Could you give the lines of the records below, from the line containing "Annotation guideline: every instance of the knitted" up to and including the line containing "Target: lamp base", as a JSON list of strings? Use one string per line and leave out any blank lines.
##### DATA SUPPLIED #####
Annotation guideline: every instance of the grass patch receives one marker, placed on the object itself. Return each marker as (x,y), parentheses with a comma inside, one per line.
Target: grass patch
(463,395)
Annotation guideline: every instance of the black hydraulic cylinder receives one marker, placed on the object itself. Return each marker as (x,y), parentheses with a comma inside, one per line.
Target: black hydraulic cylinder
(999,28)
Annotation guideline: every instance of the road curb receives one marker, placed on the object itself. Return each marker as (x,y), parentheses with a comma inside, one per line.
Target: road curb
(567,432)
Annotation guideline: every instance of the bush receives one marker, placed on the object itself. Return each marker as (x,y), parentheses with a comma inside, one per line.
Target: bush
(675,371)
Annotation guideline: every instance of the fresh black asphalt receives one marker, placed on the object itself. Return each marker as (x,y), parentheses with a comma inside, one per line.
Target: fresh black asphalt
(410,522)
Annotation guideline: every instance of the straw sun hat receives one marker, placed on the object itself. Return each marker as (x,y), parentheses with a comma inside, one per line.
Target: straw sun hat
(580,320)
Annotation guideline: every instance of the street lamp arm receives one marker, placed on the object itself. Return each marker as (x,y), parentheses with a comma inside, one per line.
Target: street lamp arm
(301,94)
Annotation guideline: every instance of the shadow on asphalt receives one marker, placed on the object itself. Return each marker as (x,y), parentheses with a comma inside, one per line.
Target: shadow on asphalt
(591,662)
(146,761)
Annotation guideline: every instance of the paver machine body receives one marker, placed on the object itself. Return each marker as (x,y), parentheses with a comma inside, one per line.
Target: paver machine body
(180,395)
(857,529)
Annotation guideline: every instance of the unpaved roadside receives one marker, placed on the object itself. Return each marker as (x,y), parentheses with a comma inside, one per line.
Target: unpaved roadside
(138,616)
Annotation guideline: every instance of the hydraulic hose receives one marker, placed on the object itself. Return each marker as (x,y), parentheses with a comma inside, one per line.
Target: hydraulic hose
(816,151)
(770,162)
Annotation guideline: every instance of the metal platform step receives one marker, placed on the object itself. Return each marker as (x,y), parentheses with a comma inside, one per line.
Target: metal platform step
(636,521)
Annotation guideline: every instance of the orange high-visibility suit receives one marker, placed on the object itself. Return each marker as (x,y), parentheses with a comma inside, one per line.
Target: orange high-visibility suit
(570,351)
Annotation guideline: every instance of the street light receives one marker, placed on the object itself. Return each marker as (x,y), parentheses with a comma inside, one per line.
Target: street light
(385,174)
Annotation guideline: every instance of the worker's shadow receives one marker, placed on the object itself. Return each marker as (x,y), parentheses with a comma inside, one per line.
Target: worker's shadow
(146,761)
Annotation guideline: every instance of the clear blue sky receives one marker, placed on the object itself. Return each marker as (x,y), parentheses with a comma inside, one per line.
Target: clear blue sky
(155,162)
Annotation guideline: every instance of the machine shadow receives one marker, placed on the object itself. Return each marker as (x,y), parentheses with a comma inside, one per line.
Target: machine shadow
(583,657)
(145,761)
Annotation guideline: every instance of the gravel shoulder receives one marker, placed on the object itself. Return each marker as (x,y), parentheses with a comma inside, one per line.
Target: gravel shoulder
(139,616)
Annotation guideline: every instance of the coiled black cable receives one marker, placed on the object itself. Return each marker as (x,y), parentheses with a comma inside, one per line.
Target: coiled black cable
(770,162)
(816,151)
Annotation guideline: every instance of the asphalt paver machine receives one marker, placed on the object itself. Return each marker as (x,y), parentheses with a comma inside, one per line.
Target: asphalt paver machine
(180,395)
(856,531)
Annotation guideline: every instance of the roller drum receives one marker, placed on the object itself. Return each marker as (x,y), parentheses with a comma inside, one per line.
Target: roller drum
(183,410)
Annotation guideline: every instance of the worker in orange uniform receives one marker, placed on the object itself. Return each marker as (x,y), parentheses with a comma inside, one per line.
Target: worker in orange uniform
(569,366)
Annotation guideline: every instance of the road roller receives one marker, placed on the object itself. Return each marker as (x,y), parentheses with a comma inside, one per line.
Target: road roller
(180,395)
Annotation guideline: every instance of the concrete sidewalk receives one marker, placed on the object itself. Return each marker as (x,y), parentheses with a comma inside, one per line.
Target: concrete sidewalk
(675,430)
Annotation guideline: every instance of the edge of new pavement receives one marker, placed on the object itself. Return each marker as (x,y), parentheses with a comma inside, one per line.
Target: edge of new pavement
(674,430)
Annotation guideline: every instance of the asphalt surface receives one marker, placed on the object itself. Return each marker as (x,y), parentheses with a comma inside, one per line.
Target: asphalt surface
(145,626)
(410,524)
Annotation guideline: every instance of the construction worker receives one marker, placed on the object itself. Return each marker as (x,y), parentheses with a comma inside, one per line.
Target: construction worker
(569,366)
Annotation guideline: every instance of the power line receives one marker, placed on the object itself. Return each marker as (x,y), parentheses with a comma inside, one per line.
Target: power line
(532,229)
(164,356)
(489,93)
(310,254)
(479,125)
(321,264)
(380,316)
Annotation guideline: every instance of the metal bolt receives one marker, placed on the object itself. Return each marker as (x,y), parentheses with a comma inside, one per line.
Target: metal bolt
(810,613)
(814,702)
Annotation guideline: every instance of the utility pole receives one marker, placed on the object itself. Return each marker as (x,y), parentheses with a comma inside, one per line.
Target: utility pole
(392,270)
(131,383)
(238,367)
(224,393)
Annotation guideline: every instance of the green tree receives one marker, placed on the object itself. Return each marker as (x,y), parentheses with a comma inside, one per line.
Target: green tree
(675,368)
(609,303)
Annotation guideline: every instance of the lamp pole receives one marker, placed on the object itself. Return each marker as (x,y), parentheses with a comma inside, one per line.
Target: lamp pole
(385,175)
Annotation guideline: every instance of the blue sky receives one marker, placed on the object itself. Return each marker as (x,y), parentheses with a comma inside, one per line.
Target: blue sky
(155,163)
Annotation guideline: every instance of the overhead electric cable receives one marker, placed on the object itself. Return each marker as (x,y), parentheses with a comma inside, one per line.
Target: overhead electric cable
#####
##### DATA SUPPLIED #####
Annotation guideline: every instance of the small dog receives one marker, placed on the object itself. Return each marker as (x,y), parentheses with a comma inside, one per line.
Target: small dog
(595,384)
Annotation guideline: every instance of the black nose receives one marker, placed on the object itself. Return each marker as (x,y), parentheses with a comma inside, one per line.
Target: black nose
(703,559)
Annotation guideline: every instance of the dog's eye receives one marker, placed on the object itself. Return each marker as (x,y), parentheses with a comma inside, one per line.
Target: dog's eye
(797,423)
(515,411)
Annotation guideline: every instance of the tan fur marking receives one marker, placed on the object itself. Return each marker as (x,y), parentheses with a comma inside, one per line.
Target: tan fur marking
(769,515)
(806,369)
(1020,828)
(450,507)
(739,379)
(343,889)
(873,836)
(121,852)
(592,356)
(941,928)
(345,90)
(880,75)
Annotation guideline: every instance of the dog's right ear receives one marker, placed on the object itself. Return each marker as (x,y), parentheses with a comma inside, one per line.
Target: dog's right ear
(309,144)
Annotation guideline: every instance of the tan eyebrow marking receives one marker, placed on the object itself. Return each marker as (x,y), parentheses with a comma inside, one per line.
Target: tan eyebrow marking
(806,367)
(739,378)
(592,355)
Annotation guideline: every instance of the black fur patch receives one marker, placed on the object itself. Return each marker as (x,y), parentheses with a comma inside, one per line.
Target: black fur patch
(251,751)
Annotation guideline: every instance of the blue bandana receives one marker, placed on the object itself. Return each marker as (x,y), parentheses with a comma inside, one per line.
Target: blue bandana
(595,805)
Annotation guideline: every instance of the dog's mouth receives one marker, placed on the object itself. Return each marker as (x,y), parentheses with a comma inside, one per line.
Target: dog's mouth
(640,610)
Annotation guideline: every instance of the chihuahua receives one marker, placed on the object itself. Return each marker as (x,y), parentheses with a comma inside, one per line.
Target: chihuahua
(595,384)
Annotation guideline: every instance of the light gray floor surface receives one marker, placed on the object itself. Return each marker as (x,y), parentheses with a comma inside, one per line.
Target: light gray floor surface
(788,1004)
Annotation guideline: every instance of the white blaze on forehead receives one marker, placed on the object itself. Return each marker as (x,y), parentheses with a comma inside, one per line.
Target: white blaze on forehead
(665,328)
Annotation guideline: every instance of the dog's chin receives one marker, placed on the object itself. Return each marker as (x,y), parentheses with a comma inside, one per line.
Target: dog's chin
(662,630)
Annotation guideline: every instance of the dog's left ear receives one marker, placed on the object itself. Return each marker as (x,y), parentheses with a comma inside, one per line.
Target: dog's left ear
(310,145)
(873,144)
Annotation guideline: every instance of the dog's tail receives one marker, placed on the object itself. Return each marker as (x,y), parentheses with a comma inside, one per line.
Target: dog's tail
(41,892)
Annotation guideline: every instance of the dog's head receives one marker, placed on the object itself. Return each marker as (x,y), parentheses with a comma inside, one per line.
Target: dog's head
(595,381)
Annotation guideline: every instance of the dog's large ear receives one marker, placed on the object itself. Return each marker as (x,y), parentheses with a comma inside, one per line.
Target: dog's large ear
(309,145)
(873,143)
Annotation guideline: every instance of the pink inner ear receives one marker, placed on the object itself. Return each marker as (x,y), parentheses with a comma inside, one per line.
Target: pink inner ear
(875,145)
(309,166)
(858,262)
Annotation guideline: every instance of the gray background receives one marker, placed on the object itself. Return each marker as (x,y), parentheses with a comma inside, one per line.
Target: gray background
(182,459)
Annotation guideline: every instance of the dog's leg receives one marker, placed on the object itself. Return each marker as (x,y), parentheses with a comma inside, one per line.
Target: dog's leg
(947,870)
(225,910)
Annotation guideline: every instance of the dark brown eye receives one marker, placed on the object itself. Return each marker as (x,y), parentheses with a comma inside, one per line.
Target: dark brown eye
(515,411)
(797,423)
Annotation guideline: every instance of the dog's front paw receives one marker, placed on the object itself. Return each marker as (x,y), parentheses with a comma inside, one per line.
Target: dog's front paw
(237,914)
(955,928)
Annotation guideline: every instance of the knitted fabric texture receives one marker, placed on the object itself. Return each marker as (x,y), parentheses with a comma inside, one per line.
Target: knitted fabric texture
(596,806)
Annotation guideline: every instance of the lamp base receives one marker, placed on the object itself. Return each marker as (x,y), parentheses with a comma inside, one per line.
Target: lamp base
#####
##### DATA SUPPLIED #####
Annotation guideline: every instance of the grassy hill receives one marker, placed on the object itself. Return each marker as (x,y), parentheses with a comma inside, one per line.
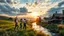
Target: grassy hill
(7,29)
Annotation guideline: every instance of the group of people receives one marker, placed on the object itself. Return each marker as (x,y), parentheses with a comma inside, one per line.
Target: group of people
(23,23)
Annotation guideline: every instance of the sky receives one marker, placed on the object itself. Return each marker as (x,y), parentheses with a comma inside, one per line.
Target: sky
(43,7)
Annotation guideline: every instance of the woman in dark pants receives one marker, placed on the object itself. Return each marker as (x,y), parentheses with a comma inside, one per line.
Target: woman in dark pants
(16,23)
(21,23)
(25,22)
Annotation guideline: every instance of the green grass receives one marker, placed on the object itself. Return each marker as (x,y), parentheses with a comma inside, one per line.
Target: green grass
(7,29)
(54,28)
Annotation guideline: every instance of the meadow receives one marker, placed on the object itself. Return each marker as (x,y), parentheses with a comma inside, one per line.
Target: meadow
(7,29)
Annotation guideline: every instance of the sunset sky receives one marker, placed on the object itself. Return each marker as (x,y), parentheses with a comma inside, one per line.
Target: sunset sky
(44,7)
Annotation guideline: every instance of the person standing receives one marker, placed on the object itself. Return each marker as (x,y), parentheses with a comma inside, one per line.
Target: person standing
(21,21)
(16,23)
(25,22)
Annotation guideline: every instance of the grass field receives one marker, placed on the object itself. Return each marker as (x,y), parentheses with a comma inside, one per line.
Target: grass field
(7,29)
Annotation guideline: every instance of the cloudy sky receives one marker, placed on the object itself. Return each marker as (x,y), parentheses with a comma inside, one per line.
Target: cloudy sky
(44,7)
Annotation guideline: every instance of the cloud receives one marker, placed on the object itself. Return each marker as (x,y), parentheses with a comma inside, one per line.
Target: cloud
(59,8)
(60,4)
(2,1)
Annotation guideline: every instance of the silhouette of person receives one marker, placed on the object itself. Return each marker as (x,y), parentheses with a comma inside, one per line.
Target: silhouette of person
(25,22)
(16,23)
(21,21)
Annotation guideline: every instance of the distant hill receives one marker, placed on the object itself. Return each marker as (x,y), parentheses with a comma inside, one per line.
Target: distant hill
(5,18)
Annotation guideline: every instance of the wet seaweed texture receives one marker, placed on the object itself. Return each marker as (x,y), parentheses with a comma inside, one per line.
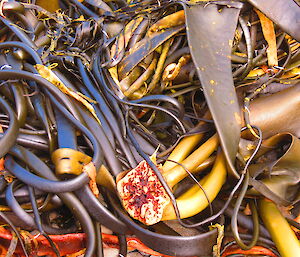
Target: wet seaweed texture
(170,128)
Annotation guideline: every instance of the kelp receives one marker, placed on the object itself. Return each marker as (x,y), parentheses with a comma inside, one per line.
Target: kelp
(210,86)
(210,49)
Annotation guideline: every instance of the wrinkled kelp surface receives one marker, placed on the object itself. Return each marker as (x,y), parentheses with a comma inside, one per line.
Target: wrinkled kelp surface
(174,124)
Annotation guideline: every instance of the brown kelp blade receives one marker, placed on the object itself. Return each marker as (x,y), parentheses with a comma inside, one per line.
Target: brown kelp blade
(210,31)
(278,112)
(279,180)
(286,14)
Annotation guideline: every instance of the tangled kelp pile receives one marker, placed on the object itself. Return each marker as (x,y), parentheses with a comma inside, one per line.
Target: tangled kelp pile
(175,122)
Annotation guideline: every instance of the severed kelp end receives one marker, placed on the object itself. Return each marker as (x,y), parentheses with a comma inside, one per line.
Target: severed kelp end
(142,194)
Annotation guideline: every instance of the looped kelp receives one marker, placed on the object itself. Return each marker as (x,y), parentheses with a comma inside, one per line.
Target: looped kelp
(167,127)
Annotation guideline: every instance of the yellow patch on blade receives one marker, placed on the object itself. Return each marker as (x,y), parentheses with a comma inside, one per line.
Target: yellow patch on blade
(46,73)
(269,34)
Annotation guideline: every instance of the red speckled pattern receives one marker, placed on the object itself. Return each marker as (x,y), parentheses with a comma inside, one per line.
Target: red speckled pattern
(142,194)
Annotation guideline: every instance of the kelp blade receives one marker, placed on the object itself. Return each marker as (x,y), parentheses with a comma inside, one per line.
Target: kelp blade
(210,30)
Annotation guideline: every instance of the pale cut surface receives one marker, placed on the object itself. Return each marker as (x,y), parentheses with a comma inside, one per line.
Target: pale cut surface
#####
## OUTPUT BELOW
[
  "Annotation guideline: every instance of the knitted fabric texture receives one marker, placed on the object itself. Return each marker as (x,y), parentheses with a comma inside, one per line.",
  "Target: knitted fabric texture",
  "(596,806)",
  "Annotation guideline: every instance of the lamp base receives one marker, placed on the object itself. Return each marker as (x,y), parentheses with a comma inside, one per line.",
  "Target: lamp base"
]